EXERCISE GOAL:
Write out the lines of the material below verbatim, starting at the line that contains "every overcast sky." and ending at the line that contains "(81, 57), (268, 165)", both included.

========================================================================

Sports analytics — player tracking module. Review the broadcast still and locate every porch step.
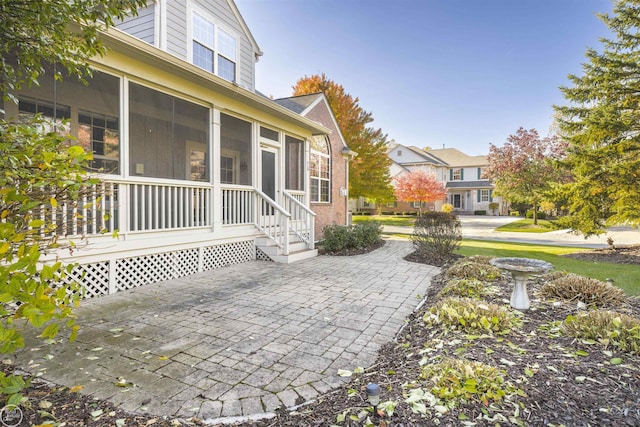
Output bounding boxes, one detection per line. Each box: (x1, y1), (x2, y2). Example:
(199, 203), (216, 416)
(256, 237), (318, 264)
(269, 249), (318, 264)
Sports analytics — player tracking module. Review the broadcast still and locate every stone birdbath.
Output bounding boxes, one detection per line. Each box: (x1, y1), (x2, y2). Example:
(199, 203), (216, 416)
(489, 258), (553, 310)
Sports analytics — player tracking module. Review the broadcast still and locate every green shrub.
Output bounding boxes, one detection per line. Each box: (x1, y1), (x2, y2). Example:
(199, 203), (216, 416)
(441, 203), (453, 213)
(563, 310), (640, 354)
(440, 279), (493, 299)
(420, 358), (518, 407)
(446, 260), (500, 281)
(423, 297), (520, 334)
(320, 221), (382, 252)
(525, 211), (547, 219)
(464, 255), (495, 265)
(411, 212), (462, 261)
(540, 274), (627, 307)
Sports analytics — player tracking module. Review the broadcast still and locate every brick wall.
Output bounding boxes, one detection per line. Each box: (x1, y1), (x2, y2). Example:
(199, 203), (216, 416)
(306, 102), (349, 240)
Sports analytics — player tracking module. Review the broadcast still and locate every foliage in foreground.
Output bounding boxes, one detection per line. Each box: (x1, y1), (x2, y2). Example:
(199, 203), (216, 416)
(419, 358), (518, 407)
(0, 118), (102, 404)
(424, 297), (520, 334)
(564, 310), (640, 354)
(440, 279), (494, 299)
(320, 221), (382, 253)
(540, 274), (627, 307)
(411, 212), (462, 261)
(446, 259), (500, 281)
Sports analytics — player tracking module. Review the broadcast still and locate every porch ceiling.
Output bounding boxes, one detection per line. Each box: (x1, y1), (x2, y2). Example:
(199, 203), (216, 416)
(446, 181), (493, 190)
(102, 28), (331, 135)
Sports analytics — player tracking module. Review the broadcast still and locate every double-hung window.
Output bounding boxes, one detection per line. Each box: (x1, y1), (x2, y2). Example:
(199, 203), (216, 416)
(309, 136), (331, 203)
(192, 12), (237, 82)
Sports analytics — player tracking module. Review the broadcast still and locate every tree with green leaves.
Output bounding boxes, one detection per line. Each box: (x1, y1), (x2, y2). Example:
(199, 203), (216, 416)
(293, 73), (393, 204)
(0, 0), (146, 405)
(485, 127), (564, 225)
(555, 0), (640, 237)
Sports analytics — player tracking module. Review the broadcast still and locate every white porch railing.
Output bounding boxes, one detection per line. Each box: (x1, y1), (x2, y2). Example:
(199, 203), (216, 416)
(222, 185), (315, 255)
(38, 179), (315, 255)
(254, 188), (291, 255)
(222, 185), (256, 225)
(127, 182), (212, 231)
(283, 191), (316, 249)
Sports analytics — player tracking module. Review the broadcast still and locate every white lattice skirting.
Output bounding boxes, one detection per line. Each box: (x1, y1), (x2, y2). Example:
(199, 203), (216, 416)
(64, 240), (256, 298)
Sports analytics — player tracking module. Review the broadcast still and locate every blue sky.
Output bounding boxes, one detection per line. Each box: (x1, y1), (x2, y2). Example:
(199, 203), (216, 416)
(236, 0), (611, 155)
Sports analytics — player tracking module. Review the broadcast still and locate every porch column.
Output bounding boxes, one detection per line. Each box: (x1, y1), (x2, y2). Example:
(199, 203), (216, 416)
(209, 107), (222, 232)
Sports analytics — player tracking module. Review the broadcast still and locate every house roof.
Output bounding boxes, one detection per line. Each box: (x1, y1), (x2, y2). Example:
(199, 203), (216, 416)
(427, 148), (487, 167)
(273, 92), (357, 157)
(227, 0), (263, 61)
(101, 27), (331, 135)
(405, 145), (447, 166)
(273, 93), (322, 114)
(446, 180), (493, 189)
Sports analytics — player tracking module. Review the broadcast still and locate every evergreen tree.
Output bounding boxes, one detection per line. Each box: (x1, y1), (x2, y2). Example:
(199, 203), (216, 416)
(293, 73), (393, 204)
(555, 0), (640, 236)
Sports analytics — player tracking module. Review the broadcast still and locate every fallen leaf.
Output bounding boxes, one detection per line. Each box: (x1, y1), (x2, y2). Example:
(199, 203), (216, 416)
(38, 400), (53, 409)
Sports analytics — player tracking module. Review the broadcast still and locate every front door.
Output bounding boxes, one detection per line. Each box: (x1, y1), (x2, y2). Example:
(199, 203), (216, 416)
(260, 147), (278, 201)
(452, 194), (462, 209)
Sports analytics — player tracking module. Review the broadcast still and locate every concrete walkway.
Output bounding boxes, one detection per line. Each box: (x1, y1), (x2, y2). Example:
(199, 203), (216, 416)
(383, 215), (640, 248)
(17, 240), (439, 420)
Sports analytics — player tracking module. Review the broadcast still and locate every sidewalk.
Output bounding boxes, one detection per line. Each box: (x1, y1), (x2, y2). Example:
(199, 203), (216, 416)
(383, 216), (640, 248)
(11, 240), (439, 421)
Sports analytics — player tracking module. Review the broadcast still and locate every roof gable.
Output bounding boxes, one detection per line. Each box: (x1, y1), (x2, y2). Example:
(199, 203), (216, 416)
(427, 148), (488, 167)
(273, 92), (349, 150)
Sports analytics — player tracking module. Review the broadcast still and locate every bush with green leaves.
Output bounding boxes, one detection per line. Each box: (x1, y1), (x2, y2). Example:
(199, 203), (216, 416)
(563, 310), (640, 354)
(420, 358), (522, 406)
(320, 221), (382, 253)
(0, 117), (98, 405)
(525, 211), (547, 219)
(440, 279), (494, 299)
(540, 274), (627, 307)
(411, 212), (462, 261)
(446, 259), (500, 281)
(423, 297), (521, 335)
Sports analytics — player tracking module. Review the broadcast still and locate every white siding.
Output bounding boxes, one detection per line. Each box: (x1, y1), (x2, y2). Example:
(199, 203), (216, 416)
(167, 0), (188, 60)
(389, 145), (426, 164)
(116, 3), (156, 44)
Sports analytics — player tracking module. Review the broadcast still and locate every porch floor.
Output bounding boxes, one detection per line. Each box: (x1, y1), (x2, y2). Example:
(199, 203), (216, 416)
(17, 240), (439, 420)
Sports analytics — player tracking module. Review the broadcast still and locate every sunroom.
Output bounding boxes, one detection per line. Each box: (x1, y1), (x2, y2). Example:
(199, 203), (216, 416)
(3, 31), (327, 296)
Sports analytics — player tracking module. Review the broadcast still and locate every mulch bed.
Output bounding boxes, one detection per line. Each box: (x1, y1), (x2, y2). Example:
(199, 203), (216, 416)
(3, 247), (640, 427)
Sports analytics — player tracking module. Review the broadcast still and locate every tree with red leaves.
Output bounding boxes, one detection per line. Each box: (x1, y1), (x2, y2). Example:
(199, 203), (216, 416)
(394, 170), (447, 212)
(485, 127), (565, 225)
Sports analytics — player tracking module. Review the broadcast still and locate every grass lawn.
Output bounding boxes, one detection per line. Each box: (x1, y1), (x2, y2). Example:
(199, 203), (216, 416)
(351, 215), (416, 227)
(458, 240), (640, 296)
(496, 219), (556, 233)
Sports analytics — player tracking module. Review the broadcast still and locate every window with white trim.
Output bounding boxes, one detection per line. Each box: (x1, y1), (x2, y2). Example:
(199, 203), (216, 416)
(309, 136), (331, 203)
(451, 168), (462, 181)
(192, 11), (237, 82)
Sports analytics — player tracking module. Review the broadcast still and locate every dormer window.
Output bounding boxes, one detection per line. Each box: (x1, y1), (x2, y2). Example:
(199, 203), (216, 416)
(192, 12), (237, 82)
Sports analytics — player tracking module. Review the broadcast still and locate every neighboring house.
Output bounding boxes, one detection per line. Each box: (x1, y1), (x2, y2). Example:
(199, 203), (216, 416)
(275, 93), (356, 239)
(3, 0), (339, 296)
(352, 144), (504, 215)
(428, 148), (502, 215)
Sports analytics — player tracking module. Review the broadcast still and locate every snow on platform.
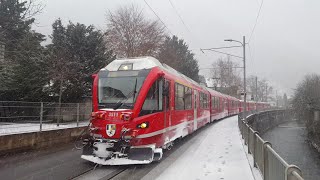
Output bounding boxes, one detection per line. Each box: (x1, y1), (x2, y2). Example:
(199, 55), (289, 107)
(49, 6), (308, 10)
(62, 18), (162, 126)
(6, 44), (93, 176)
(150, 116), (261, 180)
(0, 121), (89, 136)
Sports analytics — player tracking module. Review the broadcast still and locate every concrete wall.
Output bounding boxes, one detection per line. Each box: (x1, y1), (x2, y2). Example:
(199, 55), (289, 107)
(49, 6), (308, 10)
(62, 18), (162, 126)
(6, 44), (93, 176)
(0, 127), (87, 155)
(247, 109), (294, 134)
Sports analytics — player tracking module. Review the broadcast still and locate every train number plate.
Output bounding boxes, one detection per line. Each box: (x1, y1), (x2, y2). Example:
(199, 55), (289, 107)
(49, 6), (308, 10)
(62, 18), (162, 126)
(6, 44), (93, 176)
(106, 143), (114, 147)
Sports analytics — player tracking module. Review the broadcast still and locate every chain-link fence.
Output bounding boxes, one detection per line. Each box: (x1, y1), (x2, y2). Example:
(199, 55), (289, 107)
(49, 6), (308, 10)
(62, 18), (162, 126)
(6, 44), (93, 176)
(238, 110), (303, 180)
(0, 101), (92, 135)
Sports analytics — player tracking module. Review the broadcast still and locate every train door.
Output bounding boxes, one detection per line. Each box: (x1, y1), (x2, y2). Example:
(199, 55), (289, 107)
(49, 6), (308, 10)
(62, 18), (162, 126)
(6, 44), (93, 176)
(193, 90), (198, 131)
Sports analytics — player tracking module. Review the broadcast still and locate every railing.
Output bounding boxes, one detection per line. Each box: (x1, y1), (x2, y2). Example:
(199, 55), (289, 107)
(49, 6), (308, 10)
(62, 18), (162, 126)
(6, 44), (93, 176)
(238, 113), (303, 180)
(0, 101), (92, 135)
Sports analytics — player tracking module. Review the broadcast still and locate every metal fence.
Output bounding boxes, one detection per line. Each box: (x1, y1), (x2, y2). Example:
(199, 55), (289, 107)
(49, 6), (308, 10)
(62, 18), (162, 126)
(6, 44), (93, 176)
(0, 101), (92, 135)
(238, 113), (303, 180)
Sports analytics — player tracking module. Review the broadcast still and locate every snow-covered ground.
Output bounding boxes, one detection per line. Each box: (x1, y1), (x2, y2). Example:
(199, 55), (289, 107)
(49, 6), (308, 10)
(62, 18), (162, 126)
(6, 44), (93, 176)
(147, 116), (261, 180)
(0, 121), (89, 136)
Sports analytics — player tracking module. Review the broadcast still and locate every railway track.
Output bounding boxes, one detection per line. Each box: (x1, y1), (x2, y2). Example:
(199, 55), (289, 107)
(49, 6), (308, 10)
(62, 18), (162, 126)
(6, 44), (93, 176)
(71, 119), (220, 180)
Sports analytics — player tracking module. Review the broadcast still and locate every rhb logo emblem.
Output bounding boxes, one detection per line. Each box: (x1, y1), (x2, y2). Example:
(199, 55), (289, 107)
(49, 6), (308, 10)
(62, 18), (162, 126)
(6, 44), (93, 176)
(106, 124), (116, 137)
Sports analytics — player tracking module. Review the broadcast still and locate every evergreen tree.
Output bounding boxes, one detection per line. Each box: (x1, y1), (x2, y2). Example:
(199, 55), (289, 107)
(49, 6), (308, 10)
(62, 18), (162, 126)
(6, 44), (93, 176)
(0, 0), (46, 101)
(48, 19), (114, 102)
(158, 36), (199, 82)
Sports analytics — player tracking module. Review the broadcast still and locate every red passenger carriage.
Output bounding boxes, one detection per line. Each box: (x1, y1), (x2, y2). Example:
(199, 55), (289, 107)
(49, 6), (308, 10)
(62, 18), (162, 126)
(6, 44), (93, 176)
(82, 57), (268, 165)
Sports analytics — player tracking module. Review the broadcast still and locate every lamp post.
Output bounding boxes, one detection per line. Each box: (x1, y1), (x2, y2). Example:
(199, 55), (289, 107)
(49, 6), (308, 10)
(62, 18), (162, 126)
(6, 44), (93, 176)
(225, 36), (247, 122)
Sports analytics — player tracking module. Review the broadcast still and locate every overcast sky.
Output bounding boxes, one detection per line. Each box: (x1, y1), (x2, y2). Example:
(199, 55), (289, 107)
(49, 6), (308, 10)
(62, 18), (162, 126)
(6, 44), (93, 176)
(34, 0), (320, 94)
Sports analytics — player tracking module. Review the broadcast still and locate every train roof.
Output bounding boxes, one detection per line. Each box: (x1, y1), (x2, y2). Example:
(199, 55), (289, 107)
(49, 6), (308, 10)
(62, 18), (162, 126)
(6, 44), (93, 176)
(101, 56), (202, 89)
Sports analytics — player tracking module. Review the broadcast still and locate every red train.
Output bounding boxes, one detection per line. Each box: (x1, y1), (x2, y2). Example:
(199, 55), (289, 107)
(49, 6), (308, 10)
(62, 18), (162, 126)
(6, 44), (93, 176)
(81, 57), (268, 165)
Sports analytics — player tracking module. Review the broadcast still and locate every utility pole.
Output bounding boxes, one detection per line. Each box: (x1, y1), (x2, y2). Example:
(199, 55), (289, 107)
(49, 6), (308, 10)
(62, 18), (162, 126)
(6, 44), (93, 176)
(255, 76), (258, 103)
(225, 36), (247, 122)
(276, 90), (278, 107)
(0, 41), (5, 63)
(265, 83), (268, 102)
(242, 36), (247, 122)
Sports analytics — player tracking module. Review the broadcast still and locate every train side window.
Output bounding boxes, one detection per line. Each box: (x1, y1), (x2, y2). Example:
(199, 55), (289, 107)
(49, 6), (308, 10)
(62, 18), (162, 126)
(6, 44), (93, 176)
(184, 86), (192, 109)
(175, 83), (184, 110)
(140, 80), (163, 116)
(163, 80), (171, 110)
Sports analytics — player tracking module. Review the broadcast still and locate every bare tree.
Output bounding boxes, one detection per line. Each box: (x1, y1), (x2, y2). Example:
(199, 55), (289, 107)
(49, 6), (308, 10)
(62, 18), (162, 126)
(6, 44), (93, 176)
(106, 5), (165, 57)
(211, 57), (242, 96)
(292, 74), (320, 142)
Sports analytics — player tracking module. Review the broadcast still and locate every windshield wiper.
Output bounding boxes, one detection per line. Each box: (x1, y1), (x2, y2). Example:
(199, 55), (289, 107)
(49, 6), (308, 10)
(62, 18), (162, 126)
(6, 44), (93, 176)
(113, 78), (137, 110)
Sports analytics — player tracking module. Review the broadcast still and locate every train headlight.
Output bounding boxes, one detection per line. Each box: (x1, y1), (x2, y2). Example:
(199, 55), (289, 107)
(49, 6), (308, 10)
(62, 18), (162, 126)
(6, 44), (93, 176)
(137, 122), (149, 129)
(120, 113), (132, 121)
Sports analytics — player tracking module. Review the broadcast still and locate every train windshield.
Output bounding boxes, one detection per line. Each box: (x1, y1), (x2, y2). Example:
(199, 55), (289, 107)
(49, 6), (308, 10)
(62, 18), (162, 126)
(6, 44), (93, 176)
(98, 72), (145, 109)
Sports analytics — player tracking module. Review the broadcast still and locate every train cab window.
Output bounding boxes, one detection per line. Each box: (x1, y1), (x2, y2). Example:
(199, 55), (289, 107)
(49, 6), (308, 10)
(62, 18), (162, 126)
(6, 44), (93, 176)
(140, 80), (163, 116)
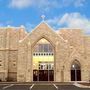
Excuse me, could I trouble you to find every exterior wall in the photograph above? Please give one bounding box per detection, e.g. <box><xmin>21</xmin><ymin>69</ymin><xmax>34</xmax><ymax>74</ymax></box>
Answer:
<box><xmin>0</xmin><ymin>27</ymin><xmax>26</xmax><ymax>81</ymax></box>
<box><xmin>0</xmin><ymin>22</ymin><xmax>90</xmax><ymax>82</ymax></box>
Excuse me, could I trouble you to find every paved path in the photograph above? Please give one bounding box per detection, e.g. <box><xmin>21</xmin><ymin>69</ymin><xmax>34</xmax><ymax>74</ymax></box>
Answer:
<box><xmin>0</xmin><ymin>83</ymin><xmax>90</xmax><ymax>90</ymax></box>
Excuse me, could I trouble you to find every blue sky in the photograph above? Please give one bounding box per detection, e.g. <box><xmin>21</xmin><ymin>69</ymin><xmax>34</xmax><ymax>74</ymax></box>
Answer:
<box><xmin>0</xmin><ymin>0</ymin><xmax>90</xmax><ymax>34</ymax></box>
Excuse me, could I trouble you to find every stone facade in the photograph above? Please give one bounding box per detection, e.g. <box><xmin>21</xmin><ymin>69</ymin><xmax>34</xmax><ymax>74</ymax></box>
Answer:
<box><xmin>0</xmin><ymin>22</ymin><xmax>90</xmax><ymax>82</ymax></box>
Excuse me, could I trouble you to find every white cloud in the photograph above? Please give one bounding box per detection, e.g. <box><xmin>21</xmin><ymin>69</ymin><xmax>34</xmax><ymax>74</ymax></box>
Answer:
<box><xmin>9</xmin><ymin>0</ymin><xmax>31</xmax><ymax>9</ymax></box>
<box><xmin>25</xmin><ymin>23</ymin><xmax>35</xmax><ymax>32</ymax></box>
<box><xmin>9</xmin><ymin>0</ymin><xmax>86</xmax><ymax>10</ymax></box>
<box><xmin>47</xmin><ymin>12</ymin><xmax>90</xmax><ymax>34</ymax></box>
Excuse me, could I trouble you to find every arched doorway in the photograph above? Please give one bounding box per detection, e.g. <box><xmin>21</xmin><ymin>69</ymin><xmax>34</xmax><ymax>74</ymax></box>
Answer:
<box><xmin>71</xmin><ymin>60</ymin><xmax>81</xmax><ymax>81</ymax></box>
<box><xmin>33</xmin><ymin>38</ymin><xmax>54</xmax><ymax>81</ymax></box>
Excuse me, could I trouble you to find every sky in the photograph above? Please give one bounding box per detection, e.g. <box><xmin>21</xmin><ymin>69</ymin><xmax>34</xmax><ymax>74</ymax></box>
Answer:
<box><xmin>0</xmin><ymin>0</ymin><xmax>90</xmax><ymax>34</ymax></box>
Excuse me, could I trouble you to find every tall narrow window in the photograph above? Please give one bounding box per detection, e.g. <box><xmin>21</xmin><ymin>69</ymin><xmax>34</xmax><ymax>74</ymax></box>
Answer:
<box><xmin>33</xmin><ymin>38</ymin><xmax>54</xmax><ymax>81</ymax></box>
<box><xmin>71</xmin><ymin>60</ymin><xmax>81</xmax><ymax>81</ymax></box>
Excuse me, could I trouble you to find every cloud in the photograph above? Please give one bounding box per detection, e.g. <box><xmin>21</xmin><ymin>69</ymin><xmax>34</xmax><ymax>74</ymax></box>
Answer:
<box><xmin>9</xmin><ymin>0</ymin><xmax>86</xmax><ymax>10</ymax></box>
<box><xmin>47</xmin><ymin>12</ymin><xmax>90</xmax><ymax>34</ymax></box>
<box><xmin>25</xmin><ymin>23</ymin><xmax>35</xmax><ymax>32</ymax></box>
<box><xmin>9</xmin><ymin>0</ymin><xmax>32</xmax><ymax>9</ymax></box>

========================================================================

OUTPUT:
Sports analytics — player tracking module. Review the broadcast still and locate every overcast sky.
Output bounding boxes, one detection per line. Each box: (x1, y1), (x2, y2). Example:
(199, 55), (289, 107)
(49, 6), (308, 10)
(62, 18), (162, 126)
(6, 44), (93, 176)
(34, 0), (320, 94)
Sports analytics — player tracking module. Review the broadcast still and locate every train roof.
Output bounding boxes, one detection per line. Each box: (x1, y1), (x2, y2). Example:
(199, 55), (289, 107)
(49, 6), (308, 10)
(62, 18), (162, 126)
(6, 44), (93, 176)
(101, 56), (202, 89)
Sports analytics — player tracking module. Review the broadcast still and locate every red train.
Output bounding boxes, one detection per line. Each box: (x1, y1), (x2, y2). Example:
(199, 55), (289, 107)
(49, 6), (308, 10)
(62, 18), (162, 126)
(6, 44), (93, 176)
(81, 57), (268, 165)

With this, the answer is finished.